TEXT EXTRACT:
* * * *

The voluble verbal dialogue of the flyting flies in the face of the stereotype some have of the sagas as stark and laconic in a particularly Scandinavian way.

Friday, January 18, 2019

Dis and braggadocio in Icelandic Sagas: Part I

You need not look far to find scholars effusively praising the sagas and mythological writings of Icelanders. In her book, Eleanor Rosamund Barraclough says, “The sagas are medieval Iceland’s unparalleled storytelling legacy to the world.” In the Guardian, Ben Myers asks, “The Icelandic Sagas: Europe's most important book?” Nancy Marie Brown points out that the sagas are superlative not only for literary and historical merit, but because we have them: “More medieval literature exists in Icelandic than in any other European language except Latin.”

We adulate the sagas. They have inspired luminaries from J.R.R. Tolkein and W.H. Auden to David Mitchell and Neil Gaiman. It may come as a surprise to many just how smutty and wry they can be.

In a memorable episode in Njal's Saga, an Icelandic Chieftain visits Norway. He falls under the spell, so to speak, of the king's mature mother. Gunnhild arranges for Hrut spend nights with her in "the upper chamber.” She shows him patronage. Hrut gains glory in battle, as doughty Icelanders were wont to do in Norway. After a while, he seeks to return home to Iceland, much the richer. Gunnhild does not try to stop him, lavishing gifts, but inquires if he has a sweetheart back home. Hrut says no, but Gunnhild knows. She is a sorceress in truth, and curses him so he will not please his intended wife. Back home, Hrut marries Unn, but their marriage is troubled. Unn eventually confesses to her father: “When he comes to me his penis is so large that he can't have any satisfaction from me, and we've both tried every possible way to enjoy each other, but nothing works.”

* * * *

THINGS TO DO:
a - According to the post on Icelandic sagas, whom does Hrut marry after returning to Iceland?
b - Show every line of the listing that contains the word "dark", matching case exactly.

GIVEN RECORDS:
* * * *

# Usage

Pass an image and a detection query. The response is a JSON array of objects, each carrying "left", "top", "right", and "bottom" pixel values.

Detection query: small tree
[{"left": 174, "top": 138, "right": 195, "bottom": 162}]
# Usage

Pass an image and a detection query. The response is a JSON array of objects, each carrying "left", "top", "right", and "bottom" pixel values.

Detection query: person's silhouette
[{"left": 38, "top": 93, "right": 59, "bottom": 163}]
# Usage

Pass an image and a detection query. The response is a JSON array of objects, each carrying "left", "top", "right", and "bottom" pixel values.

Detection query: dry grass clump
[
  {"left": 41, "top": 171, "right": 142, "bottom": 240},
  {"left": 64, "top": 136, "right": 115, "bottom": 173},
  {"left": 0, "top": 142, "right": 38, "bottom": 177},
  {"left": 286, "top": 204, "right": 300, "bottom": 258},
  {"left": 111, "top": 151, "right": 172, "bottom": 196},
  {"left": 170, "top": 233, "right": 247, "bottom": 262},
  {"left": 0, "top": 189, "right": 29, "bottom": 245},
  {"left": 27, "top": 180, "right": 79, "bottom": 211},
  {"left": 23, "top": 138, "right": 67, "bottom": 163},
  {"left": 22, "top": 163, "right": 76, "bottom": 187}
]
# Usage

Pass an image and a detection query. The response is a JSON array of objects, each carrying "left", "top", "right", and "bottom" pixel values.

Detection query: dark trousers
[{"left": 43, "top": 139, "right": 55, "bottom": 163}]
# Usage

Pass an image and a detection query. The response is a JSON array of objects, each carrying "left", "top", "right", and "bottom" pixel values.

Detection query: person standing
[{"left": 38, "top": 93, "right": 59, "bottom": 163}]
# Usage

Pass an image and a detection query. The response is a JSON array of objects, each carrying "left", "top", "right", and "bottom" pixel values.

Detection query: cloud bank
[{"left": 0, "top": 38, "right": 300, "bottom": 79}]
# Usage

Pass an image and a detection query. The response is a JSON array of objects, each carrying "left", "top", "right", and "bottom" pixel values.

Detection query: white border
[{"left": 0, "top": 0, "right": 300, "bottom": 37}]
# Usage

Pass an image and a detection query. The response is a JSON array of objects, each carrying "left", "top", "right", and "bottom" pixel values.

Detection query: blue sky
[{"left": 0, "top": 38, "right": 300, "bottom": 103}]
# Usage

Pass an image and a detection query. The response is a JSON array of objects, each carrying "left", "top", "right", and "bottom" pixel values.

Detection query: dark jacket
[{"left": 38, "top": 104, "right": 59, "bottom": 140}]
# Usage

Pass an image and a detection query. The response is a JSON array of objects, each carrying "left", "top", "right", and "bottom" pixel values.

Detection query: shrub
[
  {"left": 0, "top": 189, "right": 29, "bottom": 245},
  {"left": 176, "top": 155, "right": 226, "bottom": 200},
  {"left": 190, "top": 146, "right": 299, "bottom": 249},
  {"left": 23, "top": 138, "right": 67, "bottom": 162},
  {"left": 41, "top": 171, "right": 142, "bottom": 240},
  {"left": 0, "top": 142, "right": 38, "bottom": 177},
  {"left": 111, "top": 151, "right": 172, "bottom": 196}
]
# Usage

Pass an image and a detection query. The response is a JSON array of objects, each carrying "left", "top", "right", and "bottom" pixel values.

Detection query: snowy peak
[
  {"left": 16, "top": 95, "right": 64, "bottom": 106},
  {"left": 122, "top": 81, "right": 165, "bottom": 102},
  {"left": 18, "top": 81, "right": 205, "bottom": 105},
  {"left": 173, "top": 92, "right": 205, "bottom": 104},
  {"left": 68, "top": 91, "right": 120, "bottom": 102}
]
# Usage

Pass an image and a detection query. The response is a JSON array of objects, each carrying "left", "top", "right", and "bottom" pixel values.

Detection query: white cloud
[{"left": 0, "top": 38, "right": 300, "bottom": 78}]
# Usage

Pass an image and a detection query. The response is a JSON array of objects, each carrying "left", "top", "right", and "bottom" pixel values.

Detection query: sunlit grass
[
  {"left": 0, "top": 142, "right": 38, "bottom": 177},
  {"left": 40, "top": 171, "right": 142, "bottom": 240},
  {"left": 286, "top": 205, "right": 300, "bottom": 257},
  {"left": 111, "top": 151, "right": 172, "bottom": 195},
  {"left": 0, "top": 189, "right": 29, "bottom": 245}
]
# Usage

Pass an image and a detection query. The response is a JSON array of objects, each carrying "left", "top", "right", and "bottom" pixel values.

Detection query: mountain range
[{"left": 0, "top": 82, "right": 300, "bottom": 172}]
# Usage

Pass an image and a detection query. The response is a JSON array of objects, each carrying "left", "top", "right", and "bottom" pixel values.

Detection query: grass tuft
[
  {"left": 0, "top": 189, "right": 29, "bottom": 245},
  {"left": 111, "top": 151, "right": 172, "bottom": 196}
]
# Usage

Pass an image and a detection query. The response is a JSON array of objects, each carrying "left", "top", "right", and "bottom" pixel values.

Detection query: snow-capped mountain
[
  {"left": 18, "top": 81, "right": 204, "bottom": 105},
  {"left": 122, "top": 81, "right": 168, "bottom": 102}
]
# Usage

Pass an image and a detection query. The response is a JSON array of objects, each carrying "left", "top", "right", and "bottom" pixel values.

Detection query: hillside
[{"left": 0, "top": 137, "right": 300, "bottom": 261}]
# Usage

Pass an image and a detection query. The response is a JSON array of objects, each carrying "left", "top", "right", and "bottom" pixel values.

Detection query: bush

* * * *

THE RESPONSES:
a - Unn

b -
Detection query: dark trousers
Detection query: dark jacket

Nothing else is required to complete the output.